= Exercise =
Copy every line of the entries that has the string "each" in it.

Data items
════════
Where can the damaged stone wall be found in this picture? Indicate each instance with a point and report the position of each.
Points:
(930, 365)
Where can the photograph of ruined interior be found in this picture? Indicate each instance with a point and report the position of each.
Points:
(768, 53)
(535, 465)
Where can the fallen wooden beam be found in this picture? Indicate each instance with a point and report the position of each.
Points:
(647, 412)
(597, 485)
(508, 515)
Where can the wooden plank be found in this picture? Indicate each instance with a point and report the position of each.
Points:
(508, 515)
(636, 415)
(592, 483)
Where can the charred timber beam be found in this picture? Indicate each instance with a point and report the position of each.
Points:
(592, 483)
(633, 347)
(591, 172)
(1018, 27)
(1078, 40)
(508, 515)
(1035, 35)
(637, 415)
════════
= Output for this task =
Where can the damaged stone wall be found in this picture? Indicate each instance with a point and report the position of each.
Where can the photograph of ruined interior be found in this picture? Indicate each instance with a point and report the position of each.
Where can the fallen wooden beam be found in this picture? Indicate each instance with a point and report the position of each.
Where can the wooden plank be found in this picture? Indicate each instance with a point and report the position of each.
Where can the charred timber beam be found in this picture? Indicate each instance with a point and report the position of each.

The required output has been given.